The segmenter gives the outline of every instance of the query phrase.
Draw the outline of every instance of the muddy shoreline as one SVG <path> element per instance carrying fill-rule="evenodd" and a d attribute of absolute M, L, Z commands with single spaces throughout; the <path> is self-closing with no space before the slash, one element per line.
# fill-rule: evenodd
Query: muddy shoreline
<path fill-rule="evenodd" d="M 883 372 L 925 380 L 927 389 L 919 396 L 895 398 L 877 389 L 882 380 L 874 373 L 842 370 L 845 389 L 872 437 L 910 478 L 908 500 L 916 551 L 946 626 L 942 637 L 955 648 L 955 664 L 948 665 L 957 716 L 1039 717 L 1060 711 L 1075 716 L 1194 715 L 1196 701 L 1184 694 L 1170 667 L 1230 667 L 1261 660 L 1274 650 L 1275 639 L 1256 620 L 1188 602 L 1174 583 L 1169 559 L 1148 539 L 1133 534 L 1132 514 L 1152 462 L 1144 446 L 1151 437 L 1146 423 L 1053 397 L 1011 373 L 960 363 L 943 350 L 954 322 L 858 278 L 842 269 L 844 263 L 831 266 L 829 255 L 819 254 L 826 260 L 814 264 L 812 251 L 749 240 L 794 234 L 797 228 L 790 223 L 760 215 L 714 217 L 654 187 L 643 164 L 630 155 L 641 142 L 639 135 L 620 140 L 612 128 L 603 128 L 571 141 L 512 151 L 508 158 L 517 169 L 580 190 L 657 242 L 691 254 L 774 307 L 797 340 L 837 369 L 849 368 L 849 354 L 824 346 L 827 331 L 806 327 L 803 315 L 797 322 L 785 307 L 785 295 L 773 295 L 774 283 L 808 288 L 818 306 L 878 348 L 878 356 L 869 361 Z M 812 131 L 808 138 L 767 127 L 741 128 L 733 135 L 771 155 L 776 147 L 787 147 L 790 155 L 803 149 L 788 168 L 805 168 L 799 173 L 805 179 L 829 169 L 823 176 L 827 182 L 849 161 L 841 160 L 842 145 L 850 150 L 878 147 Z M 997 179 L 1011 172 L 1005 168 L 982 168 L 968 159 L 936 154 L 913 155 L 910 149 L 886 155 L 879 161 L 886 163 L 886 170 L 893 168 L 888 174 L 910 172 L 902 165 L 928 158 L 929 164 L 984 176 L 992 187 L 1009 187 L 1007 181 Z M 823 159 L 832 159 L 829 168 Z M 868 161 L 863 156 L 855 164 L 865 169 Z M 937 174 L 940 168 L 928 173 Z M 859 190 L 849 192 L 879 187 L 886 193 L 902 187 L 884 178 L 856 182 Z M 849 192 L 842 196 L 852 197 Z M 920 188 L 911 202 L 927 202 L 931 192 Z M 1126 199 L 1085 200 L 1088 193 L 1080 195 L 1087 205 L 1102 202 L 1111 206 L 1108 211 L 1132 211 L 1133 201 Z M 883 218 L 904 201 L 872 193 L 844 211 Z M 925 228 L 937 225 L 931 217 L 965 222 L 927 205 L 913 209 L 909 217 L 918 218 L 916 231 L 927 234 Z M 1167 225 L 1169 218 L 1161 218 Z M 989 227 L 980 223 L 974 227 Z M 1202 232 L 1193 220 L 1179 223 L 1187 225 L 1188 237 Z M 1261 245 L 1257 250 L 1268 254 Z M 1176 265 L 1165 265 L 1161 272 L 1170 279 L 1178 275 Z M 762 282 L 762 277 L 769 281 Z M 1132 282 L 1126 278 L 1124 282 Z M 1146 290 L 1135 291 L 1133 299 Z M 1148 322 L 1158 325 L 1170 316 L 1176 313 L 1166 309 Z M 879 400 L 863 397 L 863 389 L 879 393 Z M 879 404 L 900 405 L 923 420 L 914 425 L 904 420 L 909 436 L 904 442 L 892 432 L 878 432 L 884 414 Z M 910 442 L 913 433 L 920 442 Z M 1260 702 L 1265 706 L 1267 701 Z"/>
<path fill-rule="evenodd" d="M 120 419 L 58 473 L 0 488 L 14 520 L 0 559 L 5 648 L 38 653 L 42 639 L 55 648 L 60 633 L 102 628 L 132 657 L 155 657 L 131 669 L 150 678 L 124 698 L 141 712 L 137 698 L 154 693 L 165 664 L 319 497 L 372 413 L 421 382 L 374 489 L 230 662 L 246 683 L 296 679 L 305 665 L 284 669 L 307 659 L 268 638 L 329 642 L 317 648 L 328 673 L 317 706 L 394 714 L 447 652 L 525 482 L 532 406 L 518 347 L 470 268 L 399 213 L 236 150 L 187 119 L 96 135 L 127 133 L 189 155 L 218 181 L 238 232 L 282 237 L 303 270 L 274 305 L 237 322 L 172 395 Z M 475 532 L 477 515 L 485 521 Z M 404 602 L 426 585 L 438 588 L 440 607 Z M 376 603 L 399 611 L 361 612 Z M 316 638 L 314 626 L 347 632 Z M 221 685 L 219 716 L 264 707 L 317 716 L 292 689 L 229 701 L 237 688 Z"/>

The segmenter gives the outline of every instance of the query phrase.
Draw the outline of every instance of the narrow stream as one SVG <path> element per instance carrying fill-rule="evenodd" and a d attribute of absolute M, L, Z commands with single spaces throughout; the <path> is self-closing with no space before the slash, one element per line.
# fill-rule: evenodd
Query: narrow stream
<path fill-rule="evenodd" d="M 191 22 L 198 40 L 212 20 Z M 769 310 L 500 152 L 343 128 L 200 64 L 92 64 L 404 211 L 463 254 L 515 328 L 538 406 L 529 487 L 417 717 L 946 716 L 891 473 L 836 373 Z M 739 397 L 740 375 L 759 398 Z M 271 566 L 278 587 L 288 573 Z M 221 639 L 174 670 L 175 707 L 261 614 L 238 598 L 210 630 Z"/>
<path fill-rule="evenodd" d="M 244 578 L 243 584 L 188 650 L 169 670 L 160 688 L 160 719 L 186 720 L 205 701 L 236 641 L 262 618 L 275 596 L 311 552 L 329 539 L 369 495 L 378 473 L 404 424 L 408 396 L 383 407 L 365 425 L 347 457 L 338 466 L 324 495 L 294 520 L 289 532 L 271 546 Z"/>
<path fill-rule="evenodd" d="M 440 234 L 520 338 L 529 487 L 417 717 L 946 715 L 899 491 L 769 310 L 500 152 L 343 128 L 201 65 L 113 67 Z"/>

══════════════════════════════

_Problem requirements:_ Can you render every line of the listing above as a JSON array of strings, one string per line, with blank lines omitted?

_Task result:_
[
  "The segmenter gives the outline of every instance of the query phrase.",
  "Draw the outline of every instance of the muddy shoreline as one SVG <path> element per instance carrying fill-rule=\"evenodd\" and a d attribute of absolute M, L, Z commands with single spaces throughout; the <path> is self-closing with no space before the slash, one element per line.",
  "# fill-rule: evenodd",
  "Query: muddy shoreline",
  "<path fill-rule=\"evenodd\" d=\"M 883 372 L 925 380 L 927 389 L 919 396 L 895 398 L 877 389 L 882 380 L 874 373 L 842 370 L 845 389 L 872 437 L 910 478 L 908 500 L 916 551 L 946 626 L 942 637 L 955 648 L 955 664 L 948 665 L 957 716 L 1039 717 L 1060 711 L 1075 716 L 1194 715 L 1196 701 L 1184 694 L 1170 667 L 1230 667 L 1261 660 L 1274 650 L 1275 639 L 1256 620 L 1188 602 L 1174 583 L 1169 559 L 1148 539 L 1133 534 L 1132 514 L 1152 462 L 1144 446 L 1151 437 L 1146 423 L 1053 397 L 1011 373 L 960 363 L 943 350 L 954 322 L 858 278 L 842 269 L 844 263 L 831 266 L 829 255 L 819 254 L 826 260 L 814 264 L 812 251 L 749 240 L 794 234 L 797 228 L 790 223 L 760 215 L 714 217 L 654 187 L 643 164 L 630 155 L 641 142 L 639 135 L 620 140 L 612 128 L 603 128 L 571 141 L 512 151 L 508 158 L 517 169 L 580 190 L 657 242 L 691 254 L 774 307 L 797 340 L 837 369 L 849 368 L 849 354 L 824 346 L 827 331 L 806 327 L 803 315 L 797 322 L 785 307 L 785 295 L 773 295 L 774 283 L 808 288 L 818 306 L 878 348 L 878 356 L 869 361 Z M 812 131 L 808 138 L 767 127 L 741 128 L 733 135 L 771 155 L 776 147 L 787 147 L 790 155 L 803 149 L 788 168 L 805 168 L 799 173 L 805 179 L 829 169 L 823 176 L 827 182 L 849 161 L 841 160 L 842 145 L 850 150 L 878 147 Z M 997 179 L 1011 172 L 1005 168 L 982 168 L 968 159 L 936 154 L 913 155 L 910 149 L 886 155 L 879 161 L 886 163 L 886 170 L 893 168 L 888 174 L 910 172 L 902 165 L 928 158 L 929 164 L 984 176 L 992 187 L 1009 187 L 1007 181 Z M 823 159 L 832 159 L 829 168 Z M 868 161 L 863 156 L 855 164 L 865 169 Z M 937 174 L 940 168 L 928 173 Z M 859 190 L 849 192 L 879 187 L 886 193 L 902 187 L 884 178 L 856 182 Z M 849 192 L 842 196 L 852 197 Z M 920 188 L 911 202 L 927 202 L 931 192 Z M 1126 199 L 1085 200 L 1088 193 L 1080 195 L 1087 205 L 1102 202 L 1111 206 L 1108 211 L 1132 211 L 1133 201 Z M 883 218 L 904 201 L 872 193 L 844 211 Z M 925 228 L 937 225 L 931 217 L 965 222 L 927 205 L 913 209 L 909 217 L 918 218 L 916 231 L 927 234 Z M 1167 225 L 1169 218 L 1161 218 Z M 989 227 L 980 223 L 974 227 Z M 1202 232 L 1193 220 L 1179 223 L 1187 225 L 1188 237 Z M 1261 245 L 1257 250 L 1268 254 Z M 1176 265 L 1165 265 L 1161 272 L 1170 279 L 1178 275 Z M 762 282 L 762 277 L 769 281 Z M 1132 282 L 1126 278 L 1124 282 Z M 1146 290 L 1135 291 L 1133 299 Z M 1148 322 L 1158 325 L 1170 316 L 1176 313 L 1166 309 Z M 879 400 L 863 397 L 863 389 L 879 393 Z M 879 404 L 900 405 L 923 420 L 914 425 L 904 420 L 909 436 L 904 442 L 892 432 L 878 432 L 884 414 Z M 910 442 L 913 433 L 920 442 Z M 1260 702 L 1265 706 L 1267 701 Z\"/>",
  "<path fill-rule=\"evenodd\" d=\"M 120 419 L 58 473 L 0 488 L 14 520 L 0 559 L 5 648 L 38 653 L 42 639 L 55 648 L 60 633 L 102 628 L 132 657 L 155 657 L 131 669 L 150 678 L 124 698 L 141 712 L 137 698 L 154 693 L 165 664 L 319 497 L 372 413 L 421 382 L 374 489 L 230 662 L 246 683 L 296 679 L 305 665 L 284 669 L 307 659 L 268 638 L 329 642 L 317 648 L 328 673 L 317 706 L 394 714 L 447 652 L 525 482 L 532 406 L 518 347 L 470 268 L 399 213 L 236 150 L 187 119 L 96 135 L 127 133 L 189 155 L 218 181 L 238 232 L 282 237 L 303 270 L 274 305 L 237 322 L 172 395 Z M 475 532 L 477 515 L 485 521 Z M 404 602 L 426 585 L 438 588 L 440 607 Z M 376 603 L 399 611 L 361 612 Z M 316 638 L 314 626 L 347 632 Z M 221 685 L 219 716 L 264 707 L 317 716 L 292 689 L 229 701 L 237 688 Z\"/>",
  "The segmenter gives the outline of every instance of the query phrase.",
  "Draw the outline of every instance of the narrow stream as one SVG <path> element per instance carrying fill-rule=\"evenodd\" and a d attribute of absolute M, L, Z commands with single spaces throughout; the <path> is self-closing with no space before the slash, one element per line.",
  "# fill-rule: evenodd",
  "Query: narrow stream",
  "<path fill-rule=\"evenodd\" d=\"M 191 22 L 198 40 L 212 20 Z M 769 310 L 500 152 L 343 128 L 200 64 L 92 64 L 404 211 L 463 254 L 515 328 L 538 406 L 529 487 L 417 717 L 946 716 L 891 473 L 836 373 Z M 739 397 L 740 375 L 759 398 Z M 271 566 L 278 587 L 288 573 Z M 221 639 L 174 670 L 175 707 L 261 614 L 238 598 L 210 630 Z\"/>",
  "<path fill-rule=\"evenodd\" d=\"M 244 578 L 243 584 L 188 650 L 169 670 L 160 688 L 160 719 L 186 720 L 205 701 L 236 641 L 262 618 L 275 596 L 311 552 L 329 539 L 369 495 L 378 473 L 404 424 L 408 396 L 383 407 L 365 425 L 347 457 L 338 466 L 324 495 L 294 520 L 289 532 L 271 546 Z\"/>",
  "<path fill-rule=\"evenodd\" d=\"M 440 234 L 520 338 L 529 487 L 417 717 L 946 715 L 899 491 L 769 310 L 500 152 L 343 128 L 201 65 L 113 67 Z\"/>"
]